Сходный контракт с читателем, хотя и не всеми своими пунктами, наличествует в хармсовской «Лапе». Прежде всего, в этом произведении тоже есть авторский герой, Земляк, поданный преемником Хлебникова. По заветам символизма и кубофутуризма он получает сверхценный опыт, простым землянам не доступный. Этот опыт Хармс и преподносит читателю как сведущий – несведущим. Чтобы аудитория знала свое место, Хармс вводит мистического персонажа по имени Власть, с которым общается только Земляк. Диалог Власти и Земляка часто переходит в заумь, звучащую так герметично, как если бы она была языком одного только высшего существа (Власти). Что касается образа читателя, то в «Лапе» он отсутствует. Ее герой все время пытается спастись бегством от агрессивных советских сограждан, которые на читательскую аудиторию все-таки не тянут. Непохожесть Земляка на сограждан – еще одно средство его расподобления с читателем.

Садистическое навязывание своего грандиозного «я» читателям – постоянная прагматическая стратегия Хлебникова и Хармса – осуществляется и в жанре лирического стихотворения. Вот, например, хлебниковское «Я и Россия» (1921):

А я снял рубаху,

И каждый зеркальный небоскреб моего волоса,

Каждая скважина

Города тела

Вывесила ковры и кумачовые ткани.

Гражданки и граждане

Меня – государства

Тысячеоконных кудрей толпились у окон.

Ольги и Игори,

Не по заказу

Радуясь солнцу, смотрели сквозь кожу.

Пала темница рубашки!

А я просто снял рубашку —

Дал солнце народам Меня!

Голый стоял около моря.

Так я дарил народам свободу,

Толпам загара [ХлТ: 149–150].

Оставляя в стороне мотив «единения с Россией», проанализированный в параграфе 1 главы XI, отмечу другой с аналогичной прагматической спецификой: акционерский экзгибиционизм, осуществляемый авторским лирическим героем в присутствии народов мира, т. е. его излюбленной аудитории. Публичное раздевание героя и демонстрация им мельчайших деталей своего торса он возводит в ранг дарования этим народам свободы. Воистину, свобода приходит нагая, и Хлебников – пророк ее. Таким образом, в стихотворении делается решительный жест по навязыванию себя не только России, но и всему человечеству в качестве ницшеанского сверхчеловека – полубога, требующего поклонения себе за проповедь свободы.

В «Еще раз, еще раз…» (см. первый эпиграф на с. 536) лирический герой требует от читателя настройки на свою волну, возвышая себя до путеводной звезды, а его принижая до мореплавателя, которому без ориентации на эту звезду предрекается кораблекрушение со смертельным исходом. Следовательно, ради сохранения жизни – а что может быть важнее? – читателю предстоит вручить свою волю Хлебникову. С мотивом борьбы за главенство нетривиально взаимодействует и мотив смеха, раздающегося с обеих сторон. Читателю предлагается сменить свои насмешки над Хлебниковым на подчинение ему, а если это не будет выполнено и читатель потеряет жизнь, то Хлебников – в качестве звездного ока, глядящего с небес вниз на земные дела, – посмеется над ним в момент его гибели. Налицо шантаж, осуществляемый авторским лирическим «я» в отношении читателя.

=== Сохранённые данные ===
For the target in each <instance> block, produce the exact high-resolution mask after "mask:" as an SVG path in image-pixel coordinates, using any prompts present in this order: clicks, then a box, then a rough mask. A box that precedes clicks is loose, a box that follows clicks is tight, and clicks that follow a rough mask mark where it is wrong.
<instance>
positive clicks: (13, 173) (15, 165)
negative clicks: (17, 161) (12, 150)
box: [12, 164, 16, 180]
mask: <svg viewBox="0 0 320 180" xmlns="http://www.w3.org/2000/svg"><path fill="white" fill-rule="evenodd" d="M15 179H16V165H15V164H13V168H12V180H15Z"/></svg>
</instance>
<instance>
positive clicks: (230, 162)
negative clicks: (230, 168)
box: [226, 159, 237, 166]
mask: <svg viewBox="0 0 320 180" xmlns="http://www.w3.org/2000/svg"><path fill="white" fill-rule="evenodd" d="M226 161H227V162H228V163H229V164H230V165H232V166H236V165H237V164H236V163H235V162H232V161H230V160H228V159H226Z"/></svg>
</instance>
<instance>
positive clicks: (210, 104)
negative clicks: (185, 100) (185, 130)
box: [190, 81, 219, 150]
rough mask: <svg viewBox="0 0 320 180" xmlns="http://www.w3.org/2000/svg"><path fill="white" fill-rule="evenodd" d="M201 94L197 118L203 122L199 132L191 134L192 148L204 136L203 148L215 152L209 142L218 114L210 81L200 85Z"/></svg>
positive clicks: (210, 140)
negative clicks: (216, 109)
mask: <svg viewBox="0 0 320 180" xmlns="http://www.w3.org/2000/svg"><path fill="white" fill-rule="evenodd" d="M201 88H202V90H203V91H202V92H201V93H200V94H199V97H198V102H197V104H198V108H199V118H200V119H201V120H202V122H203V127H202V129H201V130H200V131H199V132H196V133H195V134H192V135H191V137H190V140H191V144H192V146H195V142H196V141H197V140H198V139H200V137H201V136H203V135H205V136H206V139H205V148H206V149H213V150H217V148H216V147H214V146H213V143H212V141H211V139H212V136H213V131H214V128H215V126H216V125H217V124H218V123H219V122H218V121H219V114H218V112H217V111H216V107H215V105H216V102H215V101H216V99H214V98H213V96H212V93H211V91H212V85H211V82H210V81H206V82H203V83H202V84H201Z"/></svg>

=== ПОРЯДОК ВЫПОЛНЕНИЯ ===
Пожалуйста, ответьте на вопросы по отрывку о Хлебникове и Хармсе:
1. Как зовут мистического персонажа из «Лапы», с которым общается только Земляк?
2. Какой год указан для стихотворения «Я и Россия»?
3. Кем в «Еще раз, еще раз…» лирический герой представляет себя и кем читателя?
Отвечайте, опираясь только на отрывок.

=== ОТВЕТ ===
1. Власть.
2. 1921 год.
3. Себя он возвышает до путеводной звезды, а читателя принижает до мореплавателя.